**Work required**
Reproduce each of the following entries word for word, with no changes.

Excerpts from a point labeling dataset
=-=-=-=-=
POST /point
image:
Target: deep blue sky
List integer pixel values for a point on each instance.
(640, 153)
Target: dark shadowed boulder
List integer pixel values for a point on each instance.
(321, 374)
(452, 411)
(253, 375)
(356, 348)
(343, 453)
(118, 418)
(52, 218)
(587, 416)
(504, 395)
=-=-=-=-=
**Solution for this exercise**
POST /point
image:
Target: deep blue sky
List integer pixel values for a point on each instance.
(640, 153)
Target: dark shadowed boulder
List integer pixel values for a point on each instance.
(321, 374)
(452, 411)
(253, 375)
(356, 348)
(343, 453)
(118, 418)
(52, 218)
(587, 416)
(504, 395)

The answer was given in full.